Your goal:
Output every line of the material exactly, omitting images.

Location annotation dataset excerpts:
########################################

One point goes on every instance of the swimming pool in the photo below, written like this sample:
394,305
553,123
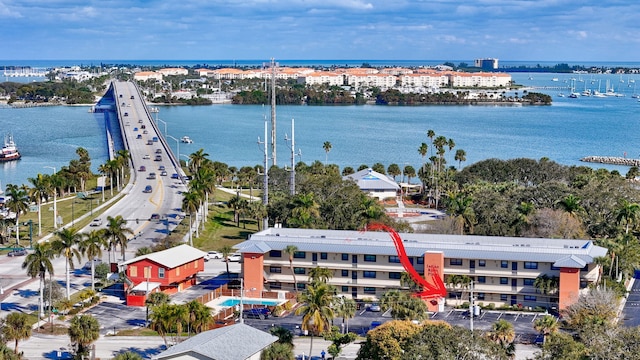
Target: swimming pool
234,302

########################################

Written response:
One point goes on every instance of the swimming pool in the photo below, written like this sample:
394,305
553,123
Target: swimming pool
234,302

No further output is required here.